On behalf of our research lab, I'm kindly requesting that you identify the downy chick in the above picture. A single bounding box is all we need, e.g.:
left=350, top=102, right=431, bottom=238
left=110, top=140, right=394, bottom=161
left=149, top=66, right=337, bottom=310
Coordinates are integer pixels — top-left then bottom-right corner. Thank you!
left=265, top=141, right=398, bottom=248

:::::

Please recast all the rows above as a numbered list, leaving out any blank lines.

_Response to the exercise_
1. On behalf of our research lab, I'm kindly requesting that you identify the downy chick in the above picture. A single bounding box is all we need, e.g.:
2. left=350, top=102, right=431, bottom=238
3. left=110, top=140, right=394, bottom=161
4. left=149, top=66, right=337, bottom=310
5. Coordinates are integer pixels — top-left then bottom-right corner. Thank you!
6. left=265, top=141, right=398, bottom=248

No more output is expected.